_Task goal_
Retype all of the data exactly as given.

** START Data **

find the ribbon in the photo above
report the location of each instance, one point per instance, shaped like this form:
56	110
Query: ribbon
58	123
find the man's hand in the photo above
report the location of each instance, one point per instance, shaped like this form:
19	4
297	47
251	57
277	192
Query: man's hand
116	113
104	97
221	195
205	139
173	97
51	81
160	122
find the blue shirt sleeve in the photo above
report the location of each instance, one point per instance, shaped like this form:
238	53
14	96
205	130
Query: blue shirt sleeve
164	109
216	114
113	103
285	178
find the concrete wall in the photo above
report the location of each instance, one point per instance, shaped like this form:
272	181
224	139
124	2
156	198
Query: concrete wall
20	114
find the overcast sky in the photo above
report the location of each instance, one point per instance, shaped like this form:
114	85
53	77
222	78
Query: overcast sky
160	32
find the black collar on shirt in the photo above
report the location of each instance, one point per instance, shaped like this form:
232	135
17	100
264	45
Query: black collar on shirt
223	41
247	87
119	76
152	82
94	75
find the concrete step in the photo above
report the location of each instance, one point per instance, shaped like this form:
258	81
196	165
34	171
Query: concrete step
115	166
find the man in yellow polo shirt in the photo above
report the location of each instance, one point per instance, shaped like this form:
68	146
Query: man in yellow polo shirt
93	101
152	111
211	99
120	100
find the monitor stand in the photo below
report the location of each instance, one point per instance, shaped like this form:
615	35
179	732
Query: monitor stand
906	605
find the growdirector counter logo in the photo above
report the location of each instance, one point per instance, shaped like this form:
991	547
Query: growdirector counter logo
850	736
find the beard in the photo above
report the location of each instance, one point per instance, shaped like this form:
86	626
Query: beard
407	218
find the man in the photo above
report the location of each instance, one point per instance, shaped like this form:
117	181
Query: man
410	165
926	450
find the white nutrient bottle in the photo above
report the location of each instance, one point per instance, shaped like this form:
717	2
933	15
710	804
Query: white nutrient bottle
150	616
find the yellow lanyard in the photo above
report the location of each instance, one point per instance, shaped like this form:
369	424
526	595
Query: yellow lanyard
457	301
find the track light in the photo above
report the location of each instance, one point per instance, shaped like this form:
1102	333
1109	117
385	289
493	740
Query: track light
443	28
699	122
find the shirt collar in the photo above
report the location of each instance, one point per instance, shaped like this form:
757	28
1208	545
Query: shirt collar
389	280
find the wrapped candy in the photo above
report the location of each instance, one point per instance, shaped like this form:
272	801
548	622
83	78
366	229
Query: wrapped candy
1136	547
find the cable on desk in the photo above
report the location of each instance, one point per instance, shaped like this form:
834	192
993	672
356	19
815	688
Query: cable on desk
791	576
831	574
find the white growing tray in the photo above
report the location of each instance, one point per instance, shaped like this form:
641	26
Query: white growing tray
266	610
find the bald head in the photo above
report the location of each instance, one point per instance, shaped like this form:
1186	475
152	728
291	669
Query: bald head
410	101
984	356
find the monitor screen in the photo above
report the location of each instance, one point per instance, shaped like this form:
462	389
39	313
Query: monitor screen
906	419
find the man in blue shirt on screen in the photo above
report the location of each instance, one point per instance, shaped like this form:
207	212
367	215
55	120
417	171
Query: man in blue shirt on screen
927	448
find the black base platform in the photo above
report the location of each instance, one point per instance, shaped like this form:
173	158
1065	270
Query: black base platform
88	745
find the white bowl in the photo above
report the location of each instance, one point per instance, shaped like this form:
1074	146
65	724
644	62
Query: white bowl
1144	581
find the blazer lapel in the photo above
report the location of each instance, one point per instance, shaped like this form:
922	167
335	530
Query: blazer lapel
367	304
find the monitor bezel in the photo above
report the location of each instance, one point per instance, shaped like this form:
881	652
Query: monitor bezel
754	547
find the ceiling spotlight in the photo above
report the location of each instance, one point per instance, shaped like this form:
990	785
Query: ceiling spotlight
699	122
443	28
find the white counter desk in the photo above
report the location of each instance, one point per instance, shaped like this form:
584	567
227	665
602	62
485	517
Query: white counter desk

** END Data **

_Written answer_
find the ribbon in the photo above
report the location of each instance, one point per instance, shaped like this form:
56	110
Query: ribbon
58	123
find the man's hand in the photo above
report the location of each instance, one point per instance, shaped like this form:
19	4
297	47
251	57
277	192
Query: man's hand
116	113
104	97
221	195
205	139
173	97
51	81
160	122
find the blue shirt sleeve in the photo above
report the location of each instance, one point per instance, shaped like this form:
238	53
14	96
205	130
Query: blue shirt sleeve
164	109
216	114
113	103
285	178
find the concrete wall in the photo above
report the location of each instance, one point per instance, shaped like this form:
272	181
224	139
124	2
156	198
Query: concrete wall
20	114
find the overcast sky in the photo above
report the location of each instance, one point per instance, shaped like this form:
114	85
53	77
222	78
Query: overcast sky
160	32
find the black collar on shirt in the photo above
report the location of each instance, one point per instance, shaped like this form:
232	135
17	100
264	45
Query: black collar on shirt
223	41
247	87
119	76
152	82
94	75
find the concrete step in the photo above
report the location of each instance, one point per instance, shaped like this form:
258	81
196	165
34	171
Query: concrete step
115	166
find the man in yellow polo shirt in the photo above
report the location of each instance, one point per instance, shaped like this form:
68	146
Query: man in yellow polo shirt
93	101
152	111
211	99
120	100
find the monitor stand in the photo below
report the location of each instance, one point per instance, shaped like this form:
615	35
179	732
Query: monitor stand
906	605
find the growdirector counter logo in the photo above
report the location of each instance, one point per instance, shaped like this form:
991	547
Query: growdirector counter logo
850	736
find the beard in the photo above
report the location of each instance, one point per instance, shaped like this form:
86	626
Query: beard
407	218
find the man in the photo above
report the location of each instance, one point per instance, shaped like this form:
117	181
Query: man
410	165
926	450
find the white nutrient bottle in the photo above
report the location of each instance, one point per instance, shaped like this form:
717	2
933	15
710	804
Query: white nutrient bottle
150	616
find the yellow lanyard in the photo above
report the location of each instance, one point per instance, shaped like this form:
369	424
526	595
Query: yellow lanyard
457	301
find the track light in the photo above
report the location of each instance, one point per instance, shaped like this form:
1102	333
1109	117
385	289
493	740
Query: track light
443	28
699	122
find the shirt collar in the photo above
report the location of each instance, one point per instance, shaped like this form:
757	28
1208	545
Query: shirt collar
389	280
find the wrapped candy in the photo above
report the location of each instance, one point per instance, shaped like this form:
272	801
548	622
83	78
366	229
Query: wrapped candy
1136	547
find the cable on desk in the photo above
report the location of each instance, one point per instance, shaped like this form:
834	192
993	672
356	19
815	688
Query: cable on desk
791	576
831	574
find the white growing tray in the photo above
report the location of each instance, one point per instance, shaped like this form:
641	26
Query: white growing tray
266	610
find the bald head in the photo above
report the location of each instance, one point per instance, shaped like this form:
1186	475
152	728
291	669
Query: bald head
410	101
984	356
find the monitor screen in the photo above
report the location of each instance, one point per instance, shaped like this form:
462	389
39	313
Query: monitor screen
906	419
find the man in blue shirt on screen in the photo above
report the location of each instance, one point per instance, shaped like this form:
207	212
367	215
55	120
417	171
Query: man in blue shirt on screen
927	448
find the black base platform in the photo above
report the location of each instance, one point per instance, shaped like this form:
173	158
1065	270
Query: black base platform
88	745
find the white bowl in the photo above
report the location of each instance, one point per instance, shaped like this form:
1074	146
65	724
644	62
Query: white bowl
1144	581
find the blazer lapel in the photo above
report the location of each instance, one point per instance, shaped like this form:
922	167
335	530
Query: blazer lapel
367	304
find the monitor bezel in the photo above
report the location of each instance, one point per instance, shaped like this form:
881	652
Query: monitor bezel
754	547
find the ceiling spotlight in the photo above
report the location of each instance, one point per instance, shaped like this form:
990	785
Query: ceiling spotlight
699	122
443	28
find the white counter desk in the photo above
report the location of each instance, one point per instance, shaped like this form:
584	567
227	665
602	62
485	517
Query: white counter desk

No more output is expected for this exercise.